_Required task:_ Arrange every line of the records below as a Markdown table with two columns, Row and Line, numbering the rows and skipping any blank lines. Leave the pictures out of the table.

_The data:_
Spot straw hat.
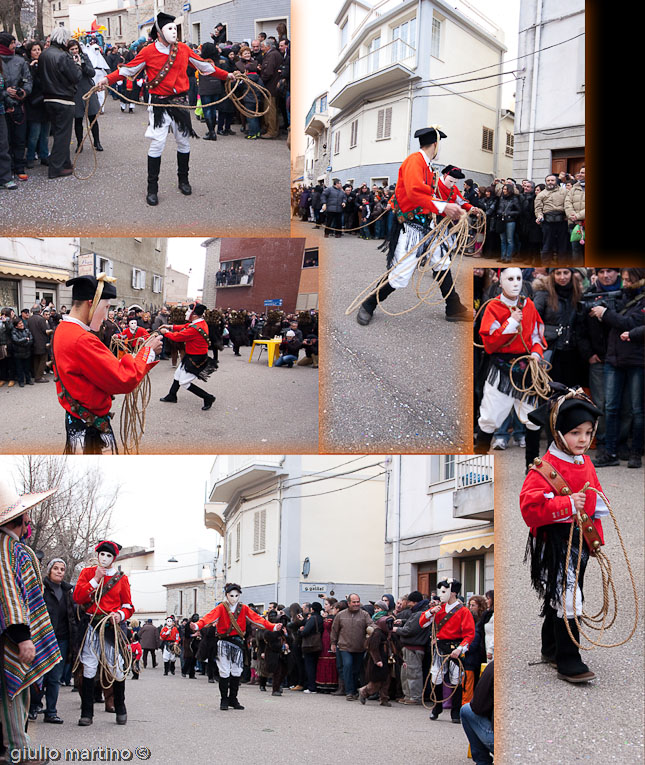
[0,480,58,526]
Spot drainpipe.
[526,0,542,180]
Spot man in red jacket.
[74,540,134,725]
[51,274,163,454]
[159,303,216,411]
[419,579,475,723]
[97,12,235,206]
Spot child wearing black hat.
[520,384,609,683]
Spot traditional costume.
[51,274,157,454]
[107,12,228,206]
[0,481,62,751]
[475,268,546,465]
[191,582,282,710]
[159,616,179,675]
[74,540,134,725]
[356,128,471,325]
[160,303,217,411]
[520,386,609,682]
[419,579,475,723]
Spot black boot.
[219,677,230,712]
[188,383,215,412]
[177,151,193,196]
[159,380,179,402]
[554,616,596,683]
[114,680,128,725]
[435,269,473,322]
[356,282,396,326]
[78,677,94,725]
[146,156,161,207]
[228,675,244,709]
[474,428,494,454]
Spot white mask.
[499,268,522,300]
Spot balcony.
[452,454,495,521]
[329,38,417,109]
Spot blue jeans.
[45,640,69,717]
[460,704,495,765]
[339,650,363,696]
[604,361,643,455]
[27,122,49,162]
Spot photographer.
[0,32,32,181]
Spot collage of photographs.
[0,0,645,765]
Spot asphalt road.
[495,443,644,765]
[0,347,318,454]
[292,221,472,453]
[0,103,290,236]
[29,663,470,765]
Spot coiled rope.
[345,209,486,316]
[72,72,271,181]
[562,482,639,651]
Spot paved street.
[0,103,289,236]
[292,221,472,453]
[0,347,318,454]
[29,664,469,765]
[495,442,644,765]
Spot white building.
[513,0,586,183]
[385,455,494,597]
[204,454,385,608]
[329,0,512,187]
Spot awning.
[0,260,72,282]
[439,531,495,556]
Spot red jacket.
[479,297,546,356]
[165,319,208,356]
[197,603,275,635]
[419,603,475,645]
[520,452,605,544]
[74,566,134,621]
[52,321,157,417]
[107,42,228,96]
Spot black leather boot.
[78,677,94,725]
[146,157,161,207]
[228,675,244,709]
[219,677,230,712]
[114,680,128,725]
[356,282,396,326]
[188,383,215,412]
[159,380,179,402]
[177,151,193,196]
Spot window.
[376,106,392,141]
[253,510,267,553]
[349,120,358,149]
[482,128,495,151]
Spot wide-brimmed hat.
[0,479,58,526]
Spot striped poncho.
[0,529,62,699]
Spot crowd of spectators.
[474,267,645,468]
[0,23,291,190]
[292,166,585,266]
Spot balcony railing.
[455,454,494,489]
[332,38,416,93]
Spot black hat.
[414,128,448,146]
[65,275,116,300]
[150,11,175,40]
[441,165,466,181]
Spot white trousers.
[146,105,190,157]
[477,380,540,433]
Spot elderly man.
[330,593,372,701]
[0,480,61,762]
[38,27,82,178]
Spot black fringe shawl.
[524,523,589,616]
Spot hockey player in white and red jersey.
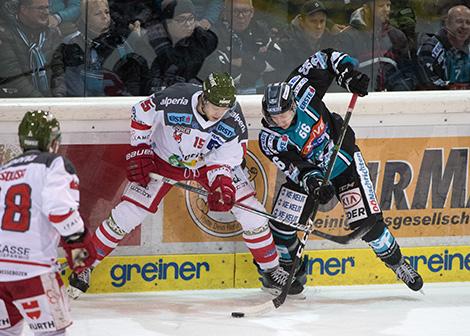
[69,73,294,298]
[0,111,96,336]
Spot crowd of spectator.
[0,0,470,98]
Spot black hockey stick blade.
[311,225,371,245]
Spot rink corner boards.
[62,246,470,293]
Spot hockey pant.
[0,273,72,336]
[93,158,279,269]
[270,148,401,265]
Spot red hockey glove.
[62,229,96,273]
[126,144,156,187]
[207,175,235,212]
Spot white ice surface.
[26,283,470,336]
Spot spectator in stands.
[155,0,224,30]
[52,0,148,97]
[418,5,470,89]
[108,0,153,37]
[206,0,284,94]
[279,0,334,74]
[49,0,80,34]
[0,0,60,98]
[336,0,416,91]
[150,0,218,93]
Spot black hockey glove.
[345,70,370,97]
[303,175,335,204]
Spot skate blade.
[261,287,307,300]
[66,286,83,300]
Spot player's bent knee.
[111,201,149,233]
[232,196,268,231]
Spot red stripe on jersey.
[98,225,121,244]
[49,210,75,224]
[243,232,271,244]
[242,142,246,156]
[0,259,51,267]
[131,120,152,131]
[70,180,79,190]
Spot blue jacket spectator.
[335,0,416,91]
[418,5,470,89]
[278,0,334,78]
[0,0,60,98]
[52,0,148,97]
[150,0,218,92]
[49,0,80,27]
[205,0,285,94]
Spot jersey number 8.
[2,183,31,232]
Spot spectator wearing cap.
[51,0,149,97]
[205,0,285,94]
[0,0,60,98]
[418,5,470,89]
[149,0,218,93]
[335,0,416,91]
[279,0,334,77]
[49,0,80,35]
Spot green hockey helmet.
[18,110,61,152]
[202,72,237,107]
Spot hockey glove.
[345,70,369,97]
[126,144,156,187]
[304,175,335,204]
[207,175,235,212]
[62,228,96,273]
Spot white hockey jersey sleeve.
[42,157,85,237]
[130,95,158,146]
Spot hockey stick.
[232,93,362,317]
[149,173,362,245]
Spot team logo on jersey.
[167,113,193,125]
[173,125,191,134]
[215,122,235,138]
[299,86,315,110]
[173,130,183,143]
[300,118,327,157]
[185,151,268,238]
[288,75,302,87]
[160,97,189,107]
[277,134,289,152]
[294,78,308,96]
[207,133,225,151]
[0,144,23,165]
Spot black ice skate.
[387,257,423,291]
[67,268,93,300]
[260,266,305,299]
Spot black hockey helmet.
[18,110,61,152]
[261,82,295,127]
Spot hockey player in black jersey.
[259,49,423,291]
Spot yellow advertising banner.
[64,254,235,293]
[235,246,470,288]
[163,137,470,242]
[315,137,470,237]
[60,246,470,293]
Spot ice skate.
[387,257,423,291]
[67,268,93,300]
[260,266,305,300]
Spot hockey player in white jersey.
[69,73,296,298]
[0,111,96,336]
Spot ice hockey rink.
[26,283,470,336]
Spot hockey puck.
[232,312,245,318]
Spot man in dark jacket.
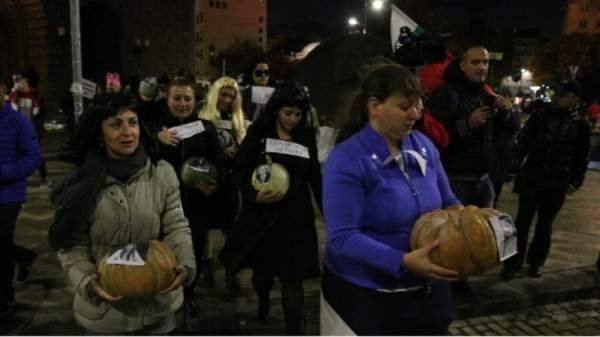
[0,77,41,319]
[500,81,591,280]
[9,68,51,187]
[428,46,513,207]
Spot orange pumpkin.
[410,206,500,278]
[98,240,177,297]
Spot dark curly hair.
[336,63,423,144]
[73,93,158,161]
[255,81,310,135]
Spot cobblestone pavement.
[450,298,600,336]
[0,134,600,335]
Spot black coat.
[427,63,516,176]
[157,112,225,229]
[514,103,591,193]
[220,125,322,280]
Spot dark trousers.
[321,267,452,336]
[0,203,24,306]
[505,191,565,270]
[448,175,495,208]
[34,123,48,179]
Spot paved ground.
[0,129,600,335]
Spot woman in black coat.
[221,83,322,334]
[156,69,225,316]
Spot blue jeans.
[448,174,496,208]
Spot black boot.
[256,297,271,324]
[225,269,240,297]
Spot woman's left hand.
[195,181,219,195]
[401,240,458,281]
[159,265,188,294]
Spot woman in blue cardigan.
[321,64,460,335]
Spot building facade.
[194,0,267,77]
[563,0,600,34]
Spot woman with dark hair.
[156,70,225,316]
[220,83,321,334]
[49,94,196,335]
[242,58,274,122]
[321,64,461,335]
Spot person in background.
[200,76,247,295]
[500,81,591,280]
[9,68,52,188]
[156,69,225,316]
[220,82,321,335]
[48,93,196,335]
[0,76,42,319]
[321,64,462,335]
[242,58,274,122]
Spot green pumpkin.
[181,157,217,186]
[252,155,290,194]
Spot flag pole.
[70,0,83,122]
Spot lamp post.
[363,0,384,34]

_Result below:_
| Row | Line |
|---|---|
| 1 | Spot straw hat. |
| 2 | [0,480,58,526] |
| 3 | Spot drainpipe. |
| 4 | [526,0,542,180] |
| 5 | Spot man in red jacket. |
| 6 | [74,540,134,725] |
| 7 | [51,274,163,454] |
| 8 | [159,303,216,411] |
| 9 | [419,579,475,723] |
| 10 | [97,12,235,206] |
| 11 | Spot child wearing black hat. |
| 12 | [520,384,609,683] |
| 13 | Spot traditional costume. |
| 14 | [51,274,157,454] |
| 15 | [107,12,228,206] |
| 16 | [0,481,62,751] |
| 17 | [475,268,546,465] |
| 18 | [191,582,282,710] |
| 19 | [159,616,179,675] |
| 20 | [74,540,134,725] |
| 21 | [356,128,471,325] |
| 22 | [160,303,217,411] |
| 23 | [520,386,609,682] |
| 24 | [419,579,475,723] |
| 25 | Spot black boot. |
| 26 | [219,677,230,712] |
| 27 | [188,383,215,412] |
| 28 | [177,151,193,196] |
| 29 | [159,380,179,402] |
| 30 | [554,616,596,683] |
| 31 | [114,680,128,725] |
| 32 | [435,269,473,322] |
| 33 | [356,282,396,326] |
| 34 | [78,677,94,725] |
| 35 | [146,156,161,207] |
| 36 | [228,675,244,709] |
| 37 | [474,428,494,454] |
| 38 | Spot white mask. |
| 39 | [499,268,522,300] |
| 40 | Spot balcony. |
| 41 | [452,454,495,521] |
| 42 | [329,38,417,109] |
| 43 | Spot blue jeans. |
| 44 | [45,640,69,717] |
| 45 | [460,704,495,765] |
| 46 | [339,650,363,696] |
| 47 | [604,361,643,455] |
| 48 | [27,122,49,162] |
| 49 | Spot photographer. |
| 50 | [0,32,32,181] |
| 51 | Spot collage of photographs. |
| 52 | [0,0,645,765] |
| 53 | Spot asphalt road. |
| 54 | [495,443,644,765] |
| 55 | [0,347,318,454] |
| 56 | [292,221,472,453] |
| 57 | [0,103,290,236] |
| 58 | [29,663,470,765] |
| 59 | Spot coiled rope. |
| 60 | [345,209,486,316] |
| 61 | [72,72,271,181] |
| 62 | [562,482,639,651] |
| 63 | Spot paved street. |
| 64 | [0,103,289,236] |
| 65 | [292,221,472,453] |
| 66 | [0,347,318,454] |
| 67 | [29,664,469,765] |
| 68 | [495,442,644,765] |
| 69 | Spot white building. |
| 70 | [513,0,586,183] |
| 71 | [385,455,494,597] |
| 72 | [204,454,385,608] |
| 73 | [329,0,512,187] |
| 74 | Spot awning. |
| 75 | [0,260,72,282] |
| 76 | [439,531,495,556] |
| 77 | Spot red jacket. |
| 78 | [479,297,546,356] |
| 79 | [165,319,208,356] |
| 80 | [197,603,275,635] |
| 81 | [419,603,475,645] |
| 82 | [520,452,605,544] |
| 83 | [74,566,134,621] |
| 84 | [52,321,157,417] |
| 85 | [107,42,228,96] |
| 86 | Spot black leather boot. |
| 87 | [78,677,94,725] |
| 88 | [146,157,161,207] |
| 89 | [228,675,244,709] |
| 90 | [219,677,230,712] |
| 91 | [114,680,128,725] |
| 92 | [356,282,396,326] |
| 93 | [188,383,215,412] |
| 94 | [159,380,179,402] |
| 95 | [177,151,193,196] |
| 96 | Spot window. |
| 97 | [376,106,392,141] |
| 98 | [253,510,267,553] |
| 99 | [349,120,358,149] |
| 100 | [482,128,495,151] |
| 101 | Spot wide-brimmed hat. |
| 102 | [0,479,58,526] |
| 103 | Spot striped poncho. |
| 104 | [0,529,62,699] |
| 105 | Spot crowd of spectators. |
| 106 | [474,267,645,468] |
| 107 | [0,23,291,190] |
| 108 | [292,166,585,266] |
| 109 | Spot balcony railing. |
| 110 | [455,454,494,489] |
| 111 | [332,38,416,93] |
| 112 | Spot black hat. |
| 113 | [414,128,448,146] |
| 114 | [65,275,116,300] |
| 115 | [150,11,175,40] |
| 116 | [441,165,466,181] |
| 117 | Spot white trousers. |
| 118 | [146,105,190,157] |
| 119 | [477,380,540,433] |
| 120 | Spot elderly man. |
| 121 | [330,593,372,701] |
| 122 | [0,480,61,762] |
| 123 | [38,27,82,178] |
| 124 | Spot black fringe shawl. |
| 125 | [524,523,589,616] |
| 126 | Spot hockey player in white and red jersey. |
| 127 | [69,73,294,298] |
| 128 | [0,111,96,336] |
| 129 | Spot crowd of spectator. |
| 130 | [0,0,470,98] |
| 131 | Spot black hockey stick blade. |
| 132 | [311,225,371,245] |
| 133 | Spot rink corner boards. |
| 134 | [62,246,470,293] |
| 135 | Spot hockey pant. |
| 136 | [0,273,72,336] |
| 137 | [93,158,279,269] |
| 138 | [270,148,401,265] |
| 139 | Spot red hockey glove. |
| 140 | [62,229,96,273] |
| 141 | [126,144,156,187] |
| 142 | [207,175,235,212] |
| 143 | Spot white ice surface. |
| 144 | [26,283,470,336] |
| 145 | Spot spectator in stands. |
| 146 | [155,0,224,30] |
| 147 | [52,0,148,97] |
| 148 | [418,5,470,89] |
| 149 | [108,0,153,37] |
| 150 | [206,0,284,94] |
| 151 | [279,0,334,74] |
| 152 | [49,0,80,34] |
| 153 | [0,0,60,98] |
| 154 | [336,0,416,91] |
| 155 | [150,0,218,93] |
| 156 | Spot black hockey glove. |
| 157 | [345,70,370,97] |
| 158 | [303,175,335,204] |
| 159 | Spot skate blade. |
| 160 | [261,287,307,300] |
| 161 | [66,286,83,300] |
| 162 | Spot player's bent knee. |
| 163 | [111,201,149,233] |
| 164 | [232,196,268,231] |
| 165 | Spot red stripe on jersey. |
| 166 | [98,225,121,244] |
| 167 | [49,210,75,224] |
| 168 | [243,232,271,244] |
| 169 | [242,142,246,156] |
| 170 | [0,259,51,267] |
| 171 | [131,120,152,131] |
| 172 | [70,180,79,190] |
| 173 | Spot blue jacket spectator. |
| 174 | [335,0,416,91] |
| 175 | [418,5,470,89] |
| 176 | [278,0,334,78] |
| 177 | [0,0,60,98] |
| 178 | [52,0,148,97] |
| 179 | [150,0,218,92] |
| 180 | [49,0,80,27] |
| 181 | [205,0,285,94] |
| 182 | Spot jersey number 8. |
| 183 | [2,183,31,232] |
| 184 | Spot spectator wearing cap. |
| 185 | [51,0,149,97] |
| 186 | [205,0,285,94] |
| 187 | [0,0,60,98] |
| 188 | [418,5,470,89] |
| 189 | [149,0,218,93] |
| 190 | [335,0,416,91] |
| 191 | [279,0,334,77] |
| 192 | [49,0,80,35] |
| 193 | Spot green hockey helmet. |
| 194 | [18,110,61,152] |
| 195 | [202,72,237,107] |
| 196 | Spot hockey glove. |
| 197 | [345,70,369,97] |
| 198 | [126,144,156,187] |
| 199 | [304,175,335,204] |
| 200 | [207,175,235,212] |
| 201 | [62,228,96,273] |
| 202 | Spot white hockey jersey sleeve. |
| 203 | [42,157,85,237] |
| 204 | [130,95,158,146] |
| 205 | Spot hockey stick. |
| 206 | [232,93,362,317] |
| 207 | [149,173,362,245] |
| 208 | Spot team logo on jersey. |
| 209 | [167,113,193,125] |
| 210 | [173,125,191,134] |
| 211 | [215,122,235,138] |
| 212 | [299,86,315,110] |
| 213 | [173,130,183,143] |
| 214 | [300,118,327,157] |
| 215 | [185,151,268,238] |
| 216 | [288,75,302,87] |
| 217 | [160,97,189,107] |
| 218 | [277,134,289,152] |
| 219 | [294,78,308,96] |
| 220 | [207,133,225,151] |
| 221 | [0,144,23,165] |
| 222 | Spot black ice skate. |
| 223 | [387,257,423,291] |
| 224 | [67,268,93,300] |
| 225 | [260,266,305,299] |
| 226 | Spot black hockey helmet. |
| 227 | [18,110,61,152] |
| 228 | [261,82,295,127] |
| 229 | Spot hockey player in black jersey. |
| 230 | [259,49,423,291] |
| 231 | Spot yellow advertising banner. |
| 232 | [64,254,235,293] |
| 233 | [235,246,470,288] |
| 234 | [163,137,470,242] |
| 235 | [315,137,470,237] |
| 236 | [60,246,470,293] |
| 237 | Spot ice skate. |
| 238 | [387,257,423,291] |
| 239 | [67,268,93,300] |
| 240 | [260,266,305,300] |
| 241 | Spot hockey player in white jersey. |
| 242 | [69,73,296,298] |
| 243 | [0,111,96,336] |
| 244 | Spot ice hockey rink. |
| 245 | [26,283,470,336] |
| 246 | Spot hockey puck. |
| 247 | [232,312,245,318] |
| 248 | Spot man in dark jacket. |
| 249 | [0,77,41,319] |
| 250 | [500,81,591,280] |
| 251 | [9,68,51,187] |
| 252 | [428,46,513,207] |
| 253 | Spot orange pumpkin. |
| 254 | [410,206,500,278] |
| 255 | [98,240,177,297] |
| 256 | Spot dark curly hair. |
| 257 | [336,63,423,144] |
| 258 | [73,93,158,161] |
| 259 | [255,81,310,135] |
| 260 | Spot cobblestone pavement. |
| 261 | [450,298,600,336] |
| 262 | [0,134,600,335] |
| 263 | Spot black coat. |
| 264 | [427,63,516,176] |
| 265 | [157,112,225,229] |
| 266 | [514,103,591,193] |
| 267 | [220,125,322,280] |
| 268 | Spot dark trousers. |
| 269 | [321,267,452,336] |
| 270 | [0,203,24,306] |
| 271 | [505,191,565,270] |
| 272 | [448,175,495,208] |
| 273 | [34,123,48,179] |
| 274 | Spot paved ground. |
| 275 | [0,129,600,335] |
| 276 | Spot woman in black coat. |
| 277 | [221,83,322,334] |
| 278 | [156,69,225,316] |
| 279 | Spot blue jeans. |
| 280 | [448,174,496,208] |
| 281 | Spot black boot. |
| 282 | [256,297,271,324] |
| 283 | [225,269,240,297] |
| 284 | Spot woman's left hand. |
| 285 | [195,181,219,195] |
| 286 | [401,240,458,281] |
| 287 | [159,265,188,294] |
| 288 | Spot woman in blue cardigan. |
| 289 | [321,64,460,335] |
| 290 | Spot building facade. |
| 291 | [194,0,267,77] |
| 292 | [563,0,600,34] |
| 293 | Spot woman with dark hair. |
| 294 | [156,70,225,316] |
| 295 | [220,83,321,334] |
| 296 | [49,94,196,335] |
| 297 | [242,58,274,122] |
| 298 | [321,64,461,335] |
| 299 | Spot person in background. |
| 300 | [200,76,247,295] |
| 301 | [500,81,591,280] |
| 302 | [9,68,52,188] |
| 303 | [156,69,225,316] |
| 304 | [220,82,321,335] |
| 305 | [48,93,196,335] |
| 306 | [0,76,42,319] |
| 307 | [321,64,462,335] |
| 308 | [242,58,274,122] |
| 309 | Spot green pumpkin. |
| 310 | [181,157,217,186] |
| 311 | [252,155,290,194] |
| 312 | Spot flag pole. |
| 313 | [70,0,83,122] |
| 314 | Spot lamp post. |
| 315 | [363,0,384,34] |